Required work:
1 – Revise the forum thread from "Not going to" to "Steve (Jun 17, 2009)", replacing "belt" with "championship".
2 – In the forum thread, list every different name that appears in a post heading.

Source:
+ + + + + + +
I have to say I'm really looking forward to this!


----------



## Steve (Jun 16, 2009)

MattJ said:


> It's on! A female MMA fight as the headlining match, with 5 minute rounds:
> 
> http://sports.yahoo.com/mma/news?slug=dm-blockbusters061509&prov=yhoo&type=lgns
> 
> ...


Oh yeah!  Strong muay thai on both sides.  I am very excited to watch this!


----------



## James Kovacich (Jun 16, 2009)

Lucky me that my location for live fights!


----------



## Tensei85 (Jun 17, 2009)

This fight should be awesome! And if not at least there's a hot chick involved like Carano. Always a plus!


----------



## Tez3 (Jun 17, 2009)

Tensei85 said:


> This fight should be awesome! And if not at least there's a hot chick involved like Carano. Always a plus!


 
Oh dear! Do you have to be quite so blatent about it ? 
The fight may not go ahead, Carano hasn't made weight for any of her fights yet, be interesting if she can do the professional thing this time. Shes a good fighter just needs to sort out what she wants to be.


----------



## MattJ (Jun 17, 2009)

Well, Cyborg did not make weight for her last fight, either. So maybe it won't be a big deal. Can anyone say "catch-weight", LOL? :erg:


----------



## Tez3 (Jun 17, 2009)

MattJ said:


> Well, Cyborg did not make weight for her last fight, either. So maybe it won't be a big deal. Can anyone say "catch-weight", LOL? :erg:


 
Perhaps they are both trying to pile the weight on lol! :dramaqueen:


----------



## Andrew Green (Jun 17, 2009)

MattJ said:


> Well, Cyborg did not make weight for her last fight, either. So maybe it won't be a big deal. Can anyone say "catch-weight", LOL? :erg:



Not going to lie, my first thought was "Will either of them make weight?"

This one is a title fight though, if they miss weight they can't take the belt home, so maybe that will make a difference.


----------



## Steve (Jun 17, 2009)

Tez3 said:


> Oh dear! Do you have to be quite so blatent about it ?
> The fight may not go ahead, Carano hasn't made weight for any of her fights yet, be interesting if she can do the professional thing this time. Shes a good fighter just needs to sort out what she wants to be.


Cyborg has trouble making weight, too. These are two big, strong girls with good technique. Even if they end up at a catch weight, I'm looking forward to the match.

Edit:  Ah, looks like I'm not the only one who thought this.


----------



## Tez3 (Jun 17, 2009)

stevebjj said:


> Cyborg has trouble making weight, too. These are two big, strong girls with good technique. Even if they end up at a catch weight, I'm looking forward to the match.
> 
> Edit: Ah, looks like I'm not the only one who thought this.


 
I think it's the first time Carano has met someone who could well beat her on her own terms lol rather than her own organisation setting the rules all the time! should be good, I so hope this is going to be a good ad for female fighting!


----------



## CoryKS (Jun 17, 2009)

stevebjj said:


> Oh yeah! Strong muay thai on both sides. I am very excited to watch this!
+ + + + + + +
Information shown:
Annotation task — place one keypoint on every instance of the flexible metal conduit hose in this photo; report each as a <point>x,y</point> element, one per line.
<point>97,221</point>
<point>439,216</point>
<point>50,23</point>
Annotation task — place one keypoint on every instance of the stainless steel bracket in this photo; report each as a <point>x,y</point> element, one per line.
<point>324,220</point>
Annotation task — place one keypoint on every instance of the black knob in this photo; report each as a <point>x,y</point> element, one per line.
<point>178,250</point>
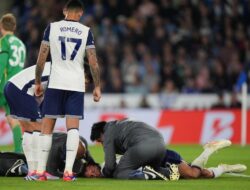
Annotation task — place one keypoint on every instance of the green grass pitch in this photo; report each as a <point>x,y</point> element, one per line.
<point>231,155</point>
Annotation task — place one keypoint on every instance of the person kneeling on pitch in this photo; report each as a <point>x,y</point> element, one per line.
<point>15,164</point>
<point>139,144</point>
+ + + + + + +
Responses to the exercise:
1 –
Not going to lie, my first thought was "Will either of them make weight?"

This one is a title fight though, if they miss weight they can't take the championship home, so maybe that will make a difference.


----------



## Steve (Jun 17, 2009)

2 –
Steve
James Kovacich
Tensei85
Tez3
MattJ
Andrew Green
CoryKS